BEGIN SOURCE INFORMATION
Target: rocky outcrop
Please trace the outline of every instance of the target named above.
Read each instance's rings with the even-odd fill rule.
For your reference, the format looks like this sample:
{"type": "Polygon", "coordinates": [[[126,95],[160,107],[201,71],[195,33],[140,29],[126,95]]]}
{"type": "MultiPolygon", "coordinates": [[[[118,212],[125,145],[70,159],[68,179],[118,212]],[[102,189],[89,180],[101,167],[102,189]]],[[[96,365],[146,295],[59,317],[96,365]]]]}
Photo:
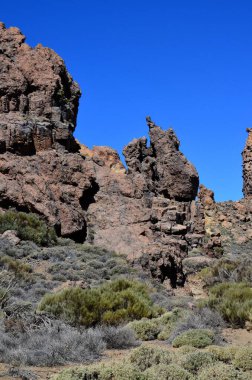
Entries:
{"type": "Polygon", "coordinates": [[[78,147],[75,129],[80,89],[63,60],[25,43],[17,28],[0,23],[0,152],[21,155],[78,147]]]}
{"type": "Polygon", "coordinates": [[[173,287],[184,284],[188,252],[218,257],[242,238],[249,247],[251,133],[241,202],[217,204],[202,185],[198,193],[198,173],[174,131],[150,117],[150,144],[145,137],[130,142],[125,168],[113,149],[74,140],[78,85],[56,53],[24,41],[18,29],[0,24],[2,210],[36,212],[58,235],[126,255],[173,287]]]}
{"type": "Polygon", "coordinates": [[[248,138],[242,152],[243,158],[243,194],[252,198],[252,128],[247,128],[248,138]]]}

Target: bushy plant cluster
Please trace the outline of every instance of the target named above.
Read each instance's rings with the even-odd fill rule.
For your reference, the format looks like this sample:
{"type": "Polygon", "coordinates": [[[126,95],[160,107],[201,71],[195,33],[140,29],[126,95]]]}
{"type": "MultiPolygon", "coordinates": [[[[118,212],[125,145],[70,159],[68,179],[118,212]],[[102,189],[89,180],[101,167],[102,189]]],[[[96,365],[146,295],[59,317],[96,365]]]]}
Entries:
{"type": "Polygon", "coordinates": [[[166,312],[158,318],[142,318],[139,321],[129,323],[136,334],[136,337],[141,340],[167,340],[174,329],[174,326],[181,320],[183,312],[181,309],[174,309],[166,312]]]}
{"type": "MultiPolygon", "coordinates": [[[[141,346],[134,349],[123,361],[71,368],[56,375],[54,380],[249,380],[250,365],[235,363],[241,357],[241,348],[233,350],[230,361],[225,362],[209,349],[189,346],[170,351],[165,348],[141,346]],[[239,352],[239,355],[238,355],[239,352]],[[238,355],[238,356],[237,356],[238,355]]],[[[228,350],[228,348],[221,348],[228,350]]],[[[251,363],[247,351],[245,363],[251,363]]]]}
{"type": "Polygon", "coordinates": [[[22,240],[31,240],[38,245],[54,244],[56,233],[36,214],[8,210],[0,214],[0,234],[15,230],[22,240]]]}
{"type": "Polygon", "coordinates": [[[214,333],[206,329],[192,329],[178,335],[172,342],[173,347],[191,345],[197,348],[210,346],[214,342],[214,333]]]}
{"type": "Polygon", "coordinates": [[[162,310],[153,305],[145,286],[118,279],[94,289],[67,288],[43,297],[39,311],[53,314],[73,325],[119,325],[156,317],[162,310]]]}
{"type": "Polygon", "coordinates": [[[246,283],[223,283],[209,291],[208,306],[233,326],[252,321],[252,288],[246,283]]]}
{"type": "Polygon", "coordinates": [[[252,285],[252,259],[250,255],[223,257],[214,265],[206,267],[199,273],[207,286],[223,282],[246,282],[252,285]]]}
{"type": "Polygon", "coordinates": [[[105,348],[137,345],[126,327],[80,331],[60,321],[27,328],[26,321],[0,321],[0,361],[12,365],[53,366],[98,359],[105,348]],[[112,336],[113,333],[113,336],[112,336]]]}

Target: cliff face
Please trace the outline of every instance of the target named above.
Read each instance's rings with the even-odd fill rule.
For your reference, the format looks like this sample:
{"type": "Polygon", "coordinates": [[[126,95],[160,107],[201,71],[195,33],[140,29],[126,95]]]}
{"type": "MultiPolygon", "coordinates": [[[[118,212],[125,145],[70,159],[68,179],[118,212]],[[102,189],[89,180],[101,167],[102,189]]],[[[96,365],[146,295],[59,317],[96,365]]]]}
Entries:
{"type": "MultiPolygon", "coordinates": [[[[196,169],[179,151],[174,131],[150,117],[150,146],[143,137],[124,148],[127,170],[113,149],[80,146],[72,135],[78,85],[57,54],[24,40],[18,29],[0,24],[2,211],[36,212],[59,235],[127,255],[172,286],[185,281],[188,251],[214,256],[223,249],[222,223],[231,218],[231,230],[237,228],[235,210],[243,215],[245,207],[241,230],[249,230],[247,201],[219,207],[204,186],[195,201],[196,169]]],[[[250,140],[243,153],[246,197],[252,193],[250,140]]]]}
{"type": "Polygon", "coordinates": [[[247,129],[248,138],[242,152],[243,158],[243,194],[252,198],[252,128],[247,129]]]}
{"type": "Polygon", "coordinates": [[[76,147],[80,90],[51,49],[25,43],[17,28],[0,24],[0,152],[32,155],[76,147]]]}

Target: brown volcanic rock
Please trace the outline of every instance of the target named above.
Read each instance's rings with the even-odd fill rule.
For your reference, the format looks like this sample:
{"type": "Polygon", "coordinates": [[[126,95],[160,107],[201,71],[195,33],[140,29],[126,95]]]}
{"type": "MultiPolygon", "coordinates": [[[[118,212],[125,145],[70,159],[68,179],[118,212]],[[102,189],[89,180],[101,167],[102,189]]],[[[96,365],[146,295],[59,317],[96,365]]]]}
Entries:
{"type": "Polygon", "coordinates": [[[53,50],[29,47],[19,29],[0,23],[0,153],[76,150],[72,133],[79,97],[78,85],[53,50]]]}
{"type": "Polygon", "coordinates": [[[246,199],[217,204],[201,185],[195,200],[196,169],[174,131],[149,117],[150,146],[142,137],[124,148],[128,169],[111,148],[80,147],[72,136],[78,85],[56,53],[24,41],[0,24],[0,208],[36,212],[59,235],[127,255],[172,286],[184,283],[190,250],[212,256],[250,248],[251,130],[246,199]]]}
{"type": "Polygon", "coordinates": [[[248,138],[242,152],[243,158],[243,194],[252,198],[252,128],[247,128],[248,138]]]}
{"type": "Polygon", "coordinates": [[[0,206],[42,215],[62,236],[84,241],[82,202],[92,188],[93,168],[79,154],[53,150],[0,156],[0,206]]]}

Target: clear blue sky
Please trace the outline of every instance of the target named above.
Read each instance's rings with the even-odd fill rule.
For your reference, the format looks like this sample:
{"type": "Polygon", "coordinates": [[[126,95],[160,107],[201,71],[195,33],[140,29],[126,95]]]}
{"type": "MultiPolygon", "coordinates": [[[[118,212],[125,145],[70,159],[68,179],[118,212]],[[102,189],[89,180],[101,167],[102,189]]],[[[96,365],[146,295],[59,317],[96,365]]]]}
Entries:
{"type": "Polygon", "coordinates": [[[172,126],[201,183],[239,199],[252,126],[251,0],[12,0],[0,19],[60,54],[83,96],[76,137],[121,153],[172,126]]]}

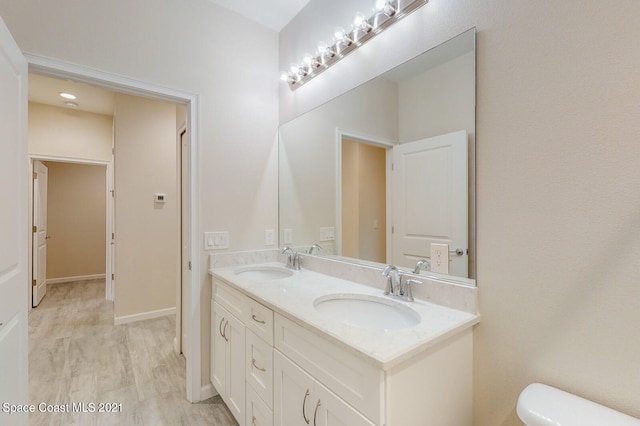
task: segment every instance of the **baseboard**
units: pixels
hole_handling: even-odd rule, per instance
[[[216,388],[213,387],[211,383],[207,383],[202,388],[200,388],[200,400],[204,401],[205,399],[209,399],[218,395]]]
[[[166,317],[168,315],[175,315],[175,314],[176,314],[176,308],[159,309],[157,311],[141,312],[139,314],[115,317],[114,324],[115,325],[128,324],[130,322],[144,321],[148,319]]]
[[[75,277],[47,278],[47,284],[70,283],[74,281],[103,280],[105,274],[77,275]]]

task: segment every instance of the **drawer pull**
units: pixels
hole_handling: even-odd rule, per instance
[[[316,403],[316,410],[313,412],[313,426],[316,426],[316,416],[318,415],[318,408],[320,408],[320,400]]]
[[[258,324],[266,324],[266,322],[259,320],[258,318],[256,318],[256,315],[253,314],[251,315],[251,319],[254,320],[255,322],[257,322]]]
[[[227,337],[227,326],[229,325],[229,321],[225,321],[224,322],[224,328],[222,329],[222,337],[224,337],[225,341],[229,341],[229,338]]]
[[[253,426],[258,426],[258,424],[256,423],[256,416],[253,416],[253,418],[251,419],[251,424]]]
[[[253,367],[254,367],[256,370],[260,370],[260,371],[267,371],[267,370],[265,370],[264,368],[258,367],[258,365],[256,364],[256,359],[255,359],[255,358],[253,358],[253,359],[251,360],[251,365],[253,365]]]
[[[307,403],[307,397],[309,396],[309,389],[307,389],[307,393],[304,394],[304,399],[302,400],[302,418],[306,424],[309,424],[309,419],[307,419],[307,415],[304,413],[304,405]]]
[[[220,320],[220,324],[218,325],[218,331],[220,332],[220,336],[224,337],[224,332],[222,331],[222,324],[224,323],[224,317]]]

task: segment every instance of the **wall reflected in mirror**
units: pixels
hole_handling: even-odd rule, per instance
[[[475,283],[475,33],[280,127],[281,247]]]

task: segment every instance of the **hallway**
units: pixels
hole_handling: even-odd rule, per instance
[[[104,286],[50,285],[29,314],[30,424],[236,425],[220,397],[187,402],[185,360],[173,350],[175,317],[114,326]],[[94,403],[95,412],[41,413],[41,403],[85,403],[86,411]],[[100,403],[120,412],[97,412]]]

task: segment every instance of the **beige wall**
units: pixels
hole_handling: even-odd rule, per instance
[[[104,275],[106,166],[45,162],[49,169],[47,279]]]
[[[281,68],[360,4],[311,0]],[[535,381],[640,417],[640,2],[611,6],[431,1],[304,92],[281,87],[286,121],[477,26],[476,426],[520,424]]]
[[[31,155],[111,161],[112,137],[110,115],[29,102]]]
[[[116,95],[115,316],[174,308],[179,261],[176,106]],[[166,203],[154,202],[155,193]]]

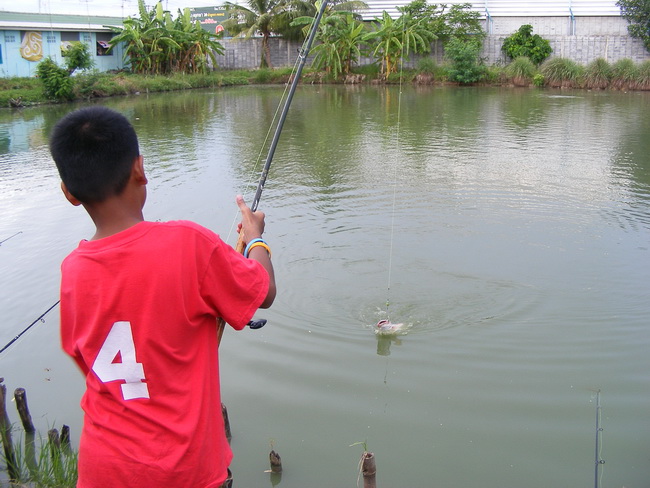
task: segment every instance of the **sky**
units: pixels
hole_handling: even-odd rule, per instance
[[[156,0],[145,0],[148,7],[156,3]],[[179,8],[212,7],[222,3],[220,0],[162,0],[165,10],[169,10],[174,17]],[[129,15],[137,16],[138,0],[0,0],[0,12],[3,10],[45,14],[128,17]]]

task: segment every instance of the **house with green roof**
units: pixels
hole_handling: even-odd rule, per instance
[[[122,27],[119,17],[0,12],[0,77],[34,76],[38,63],[48,57],[64,64],[62,50],[84,42],[99,71],[124,68],[124,47],[108,50],[113,33]]]

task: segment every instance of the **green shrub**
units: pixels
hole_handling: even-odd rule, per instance
[[[537,67],[526,56],[520,56],[506,66],[505,72],[515,85],[527,86],[537,73]]]
[[[546,80],[544,80],[544,75],[542,73],[537,73],[533,76],[533,85],[542,87],[544,86]]]
[[[483,73],[483,81],[487,83],[506,83],[506,74],[505,74],[505,69],[503,66],[499,65],[492,65],[492,66],[484,66],[484,73]]]
[[[253,75],[253,81],[255,83],[269,83],[271,81],[271,69],[270,68],[260,68]]]
[[[47,58],[36,67],[36,73],[43,82],[45,95],[53,100],[72,100],[73,82],[70,73]]]
[[[576,88],[580,86],[583,68],[567,58],[551,58],[540,67],[547,85],[553,87]]]
[[[355,66],[352,68],[352,73],[357,75],[366,75],[368,78],[377,78],[377,76],[379,76],[379,71],[380,66],[377,63]]]
[[[448,76],[458,83],[476,83],[483,79],[485,67],[479,62],[481,43],[476,39],[453,37],[445,46],[445,57],[451,61]]]
[[[603,58],[593,60],[585,68],[584,84],[587,88],[600,90],[607,88],[611,78],[612,67]]]
[[[638,68],[630,58],[619,59],[612,65],[611,87],[619,90],[629,88],[636,79]]]
[[[530,24],[522,25],[517,32],[506,37],[502,49],[511,59],[526,56],[535,64],[540,64],[553,52],[546,39],[533,35]]]
[[[88,50],[88,44],[85,42],[71,43],[62,54],[65,58],[65,66],[70,74],[78,69],[90,69],[95,66],[95,62]]]
[[[418,72],[435,75],[438,65],[433,58],[422,58],[418,61]]]
[[[644,61],[639,65],[633,88],[650,90],[650,61]]]

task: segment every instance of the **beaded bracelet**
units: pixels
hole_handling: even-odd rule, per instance
[[[251,252],[254,248],[256,248],[256,247],[263,247],[264,249],[266,249],[266,252],[269,253],[269,258],[271,257],[271,248],[270,248],[269,245],[268,245],[266,242],[264,242],[264,241],[261,241],[261,240],[260,240],[260,241],[253,242],[252,244],[250,244],[250,245],[247,246],[247,247],[248,247],[248,252],[249,252],[249,254],[250,254],[250,252]],[[246,255],[246,257],[248,257],[248,255]]]

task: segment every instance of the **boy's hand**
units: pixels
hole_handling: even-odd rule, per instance
[[[243,233],[244,243],[262,237],[264,233],[264,212],[252,212],[244,203],[244,197],[237,195],[237,206],[241,211],[241,222],[237,225],[237,232]]]
[[[239,232],[239,240],[244,246],[240,249],[240,243],[238,242],[237,250],[243,252],[248,242],[262,237],[262,233],[264,232],[264,212],[252,212],[248,205],[244,203],[244,197],[241,195],[237,195],[236,201],[241,211],[241,222],[237,225],[237,232]],[[273,264],[271,264],[271,256],[266,250],[261,247],[256,247],[251,251],[249,258],[260,263],[269,274],[269,290],[266,298],[260,305],[260,308],[268,308],[273,303],[273,300],[275,300],[276,294],[275,274],[273,272]]]

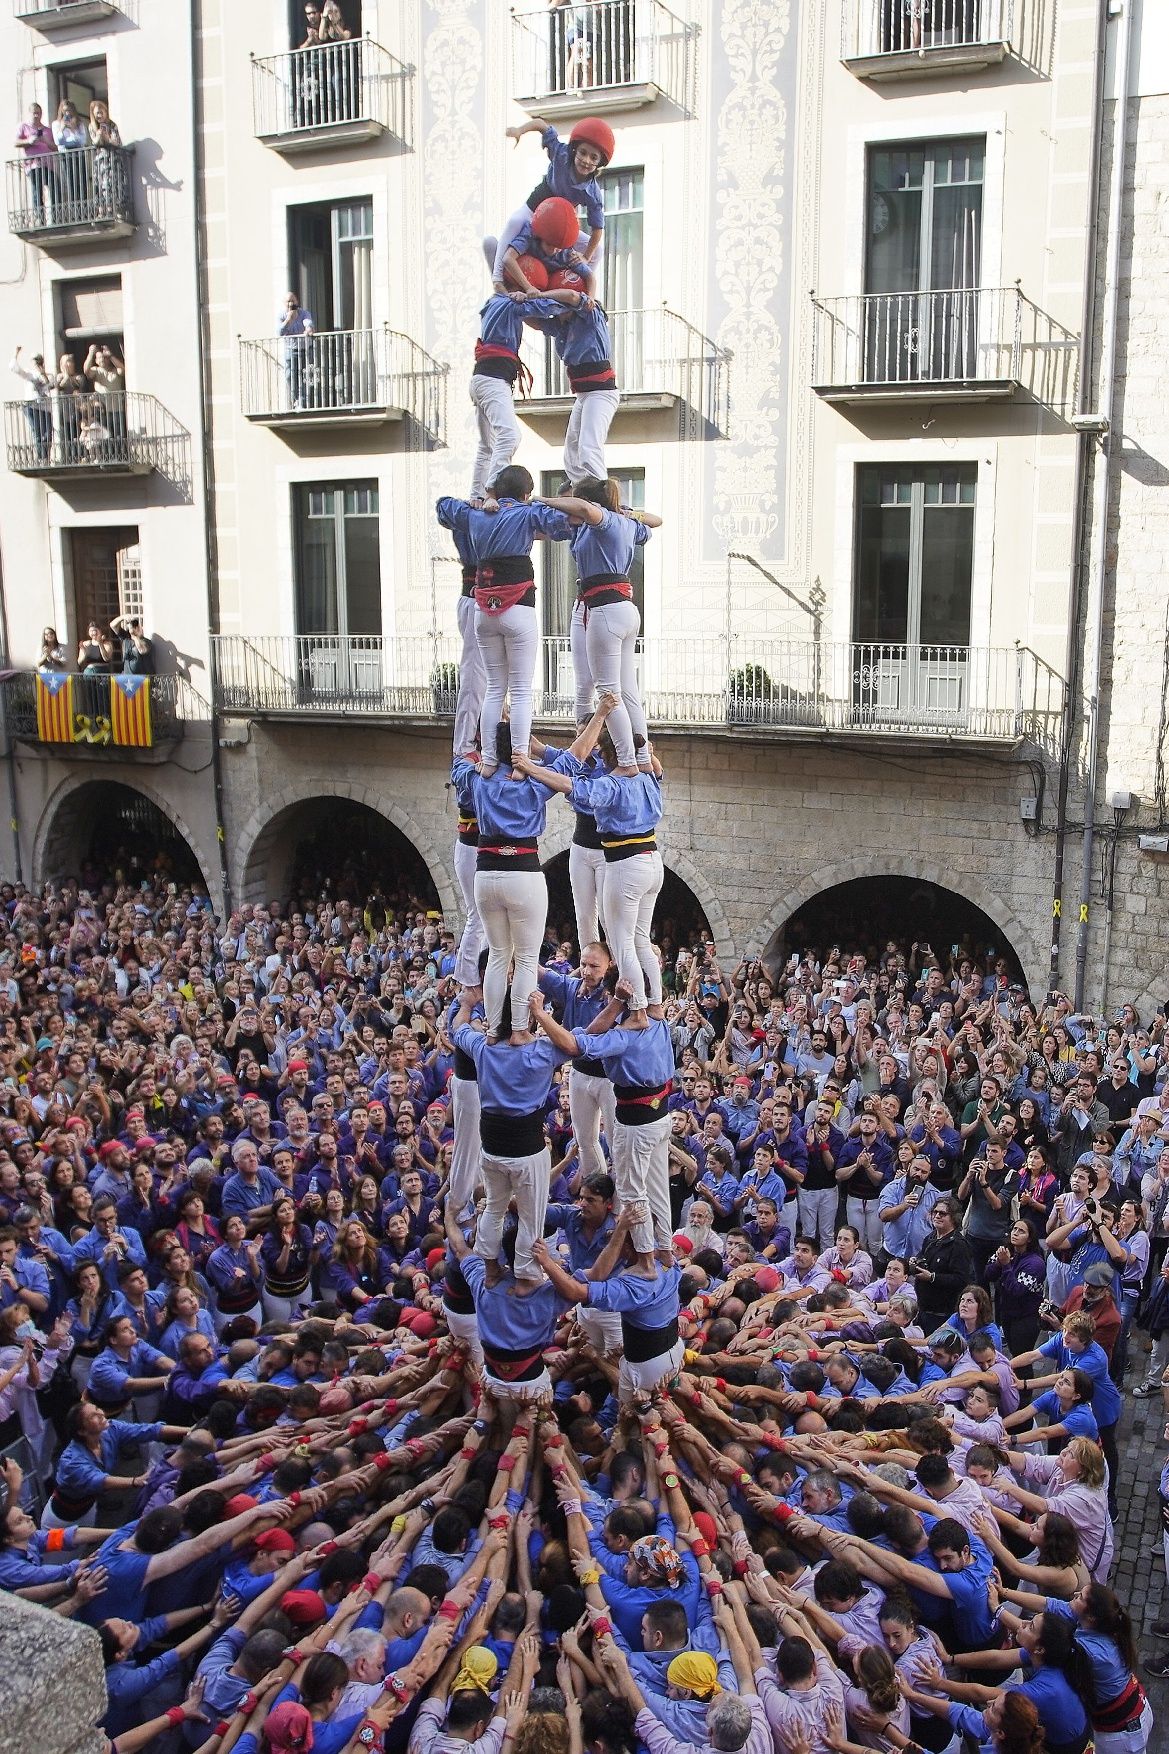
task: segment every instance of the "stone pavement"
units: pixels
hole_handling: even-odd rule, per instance
[[[1120,1453],[1120,1515],[1116,1522],[1116,1561],[1112,1587],[1132,1615],[1142,1661],[1169,1649],[1169,1639],[1154,1638],[1155,1620],[1169,1618],[1169,1586],[1161,1545],[1161,1504],[1157,1483],[1169,1445],[1162,1439],[1165,1414],[1160,1396],[1136,1400],[1133,1383],[1140,1382],[1145,1363],[1142,1336],[1133,1335],[1133,1355],[1126,1379],[1124,1412],[1117,1433]],[[1157,1681],[1142,1670],[1155,1715],[1149,1754],[1169,1750],[1169,1681]]]

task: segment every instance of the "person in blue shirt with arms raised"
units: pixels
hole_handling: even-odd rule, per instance
[[[585,944],[581,946],[579,975],[556,974],[548,968],[540,970],[540,991],[556,1006],[565,1029],[588,1029],[600,1016],[612,998],[606,985],[612,966],[603,944]],[[601,1152],[601,1128],[603,1125],[605,1142],[612,1151],[617,1108],[613,1085],[595,1054],[582,1054],[573,1060],[568,1102],[581,1173],[601,1174],[606,1167]]]
[[[599,116],[582,116],[568,139],[561,140],[551,123],[540,116],[507,130],[509,140],[518,145],[525,134],[538,134],[540,145],[548,154],[548,169],[536,184],[522,207],[517,207],[498,242],[485,238],[483,253],[491,269],[497,289],[503,286],[504,263],[509,250],[522,247],[532,216],[541,203],[560,199],[575,213],[584,207],[588,219],[588,235],[577,237],[574,255],[581,266],[595,264],[605,236],[605,198],[597,181],[597,172],[612,161],[616,148],[613,130]]]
END SOURCE INFORMATION
## TASK TO CARRY OUT
Nothing but a number should be given: the count of lines above that include the string "green".

## RESPONSE
2